[TEXTE SOURCE]
La guerre a clairement des conséquences importantes sur l’appareil productif français. Les secteurs qui sont les plus affectés par les perturbations sur les chaines d’approvisionnement engendrées par la guerre sont les secteurs de la fabrication de machines et d’équipements et d’automobile. Ils voient leur production chuter de façon importante, respectivement 3.9 % et de 7.3 % sur un mois. En conséquence, la production automobile se trouve désormais à 34.2 % en-dessous de son niveau d’avant pandémie. Si la chute de la demande joue un rôle important, du côté de l’offre les pénuries de pièces (en particulier les microprocesseurs) ont aussi eu pour résultat de ralentir la production.
Les ménages, quant à eux, inquiet de la situation internationale préfèreraient épargner que consommer. Cependant, la baisse du taux d’épargne, sensible sur une partie de 2021 et qui pourrait avoir continué au 1er trimestre 2022, ne plaide pas pour cette hypothèse ou incite à tout le moins à la minorer.
D’autres facteurs sont aussi à l’œuvre. L’inflation en particulier, qui accélère depuis l’automne 2021. L’inflation implique une réallocation des dépenses, en particulier pour les catégories les plus modestes qui sont mécaniquement les plus touchées. Le surcroit de dépenses pour l’énergie (que ce soit pour le transport ou pour le chauffage) réduit naturellement le « reste à vivre », ce qui se traduit par une baisse de la demande pour les produits manufacturiers.
Les revenus n’étant plus indexés comme ils l’étaient dans les années 1960 et 1970 l’inflation entraîne donc naturellement cette baisse de la demande. C’est l’hypothèse de la panne transitoire, que le gouvernement a privilégié en début d’années. La thèse du Ministre de l’économie et des finances était que l’inflation ne durerait pas et que, le marché du travail se tendant avec une baisse du chômage, des hausses de salaires apparaitraient rapidement. Mais, on voit bien que l’inflation est là pour durer, au moins jusqu’en 2024.

[ENREGISTREMENTS FOURNIS]
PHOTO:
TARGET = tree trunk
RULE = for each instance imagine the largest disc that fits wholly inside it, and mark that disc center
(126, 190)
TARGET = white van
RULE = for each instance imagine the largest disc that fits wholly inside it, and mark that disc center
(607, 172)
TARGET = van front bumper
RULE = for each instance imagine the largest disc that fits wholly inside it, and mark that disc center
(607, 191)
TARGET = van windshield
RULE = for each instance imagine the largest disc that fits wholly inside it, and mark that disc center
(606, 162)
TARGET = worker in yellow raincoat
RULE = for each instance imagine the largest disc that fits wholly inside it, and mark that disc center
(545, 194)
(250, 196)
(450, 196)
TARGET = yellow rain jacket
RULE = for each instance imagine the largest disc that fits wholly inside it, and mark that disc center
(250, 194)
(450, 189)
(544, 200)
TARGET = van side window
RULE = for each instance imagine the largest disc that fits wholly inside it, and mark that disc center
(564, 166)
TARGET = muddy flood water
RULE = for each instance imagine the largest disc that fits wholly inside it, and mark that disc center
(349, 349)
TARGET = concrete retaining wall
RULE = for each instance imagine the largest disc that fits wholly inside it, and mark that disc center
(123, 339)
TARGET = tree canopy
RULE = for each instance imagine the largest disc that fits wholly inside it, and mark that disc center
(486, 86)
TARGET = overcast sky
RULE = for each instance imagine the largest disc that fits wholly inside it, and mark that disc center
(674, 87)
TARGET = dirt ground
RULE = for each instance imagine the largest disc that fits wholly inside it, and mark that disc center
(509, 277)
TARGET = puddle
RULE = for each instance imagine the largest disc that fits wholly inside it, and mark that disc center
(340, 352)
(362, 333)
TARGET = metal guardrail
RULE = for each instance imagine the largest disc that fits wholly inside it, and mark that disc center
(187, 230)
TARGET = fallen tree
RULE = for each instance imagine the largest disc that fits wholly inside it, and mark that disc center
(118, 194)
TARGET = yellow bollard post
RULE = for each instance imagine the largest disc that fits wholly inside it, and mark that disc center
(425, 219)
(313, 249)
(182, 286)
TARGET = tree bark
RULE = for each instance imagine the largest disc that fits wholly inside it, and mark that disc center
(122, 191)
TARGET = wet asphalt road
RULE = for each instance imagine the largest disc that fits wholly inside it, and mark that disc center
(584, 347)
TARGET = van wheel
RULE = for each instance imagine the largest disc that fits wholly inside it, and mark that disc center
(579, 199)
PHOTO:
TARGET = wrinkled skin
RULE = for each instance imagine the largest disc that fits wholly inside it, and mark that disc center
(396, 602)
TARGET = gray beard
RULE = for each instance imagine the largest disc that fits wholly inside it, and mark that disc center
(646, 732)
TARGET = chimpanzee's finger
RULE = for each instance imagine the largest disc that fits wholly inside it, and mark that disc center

[CONSIGNE] Quels pourcentages figurent dans le texte source, et à quoi chacun se rapporte-t-il ? Les enregistrements n'ont aucun lien avec le texte source.

[RÉPONSE]
- 3.9 % : la chute de la production du secteur de la fabrication de machines et d'équipements sur un mois
- 7.3 % : la chute de la production du secteur automobile sur un mois
- 34.2 % : l'écart de la production automobile sous son niveau d'avant pandémie